Haz esto = Enumera, por favor, todas las líneas de las entradas que contienen la palabra "wall", copiando cada una completa.

Entradas de señalamiento de objetos en fotos =
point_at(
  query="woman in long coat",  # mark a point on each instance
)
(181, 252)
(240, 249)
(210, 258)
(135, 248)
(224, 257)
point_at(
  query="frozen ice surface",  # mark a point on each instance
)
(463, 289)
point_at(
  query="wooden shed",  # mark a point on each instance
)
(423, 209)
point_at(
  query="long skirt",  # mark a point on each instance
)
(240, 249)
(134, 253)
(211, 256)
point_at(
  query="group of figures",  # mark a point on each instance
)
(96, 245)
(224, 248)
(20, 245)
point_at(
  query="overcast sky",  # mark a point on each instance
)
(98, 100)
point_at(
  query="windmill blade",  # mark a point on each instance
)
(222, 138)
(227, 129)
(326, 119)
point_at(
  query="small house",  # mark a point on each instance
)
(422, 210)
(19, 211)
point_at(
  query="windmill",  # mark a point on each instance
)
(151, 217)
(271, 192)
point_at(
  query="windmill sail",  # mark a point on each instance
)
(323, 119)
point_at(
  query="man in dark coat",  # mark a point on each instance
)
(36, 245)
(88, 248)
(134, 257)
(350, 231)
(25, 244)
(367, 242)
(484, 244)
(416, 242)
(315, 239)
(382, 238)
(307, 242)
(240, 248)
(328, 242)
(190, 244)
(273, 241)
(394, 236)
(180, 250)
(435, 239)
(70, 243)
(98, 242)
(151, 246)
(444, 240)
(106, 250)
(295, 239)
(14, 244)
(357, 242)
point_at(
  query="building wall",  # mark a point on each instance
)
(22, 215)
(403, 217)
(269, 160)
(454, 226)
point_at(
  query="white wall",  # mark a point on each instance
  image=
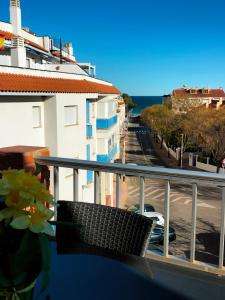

Solución completa =
  query="building wall",  # mark a point on each instance
  query="white wall",  # mark a point on each instance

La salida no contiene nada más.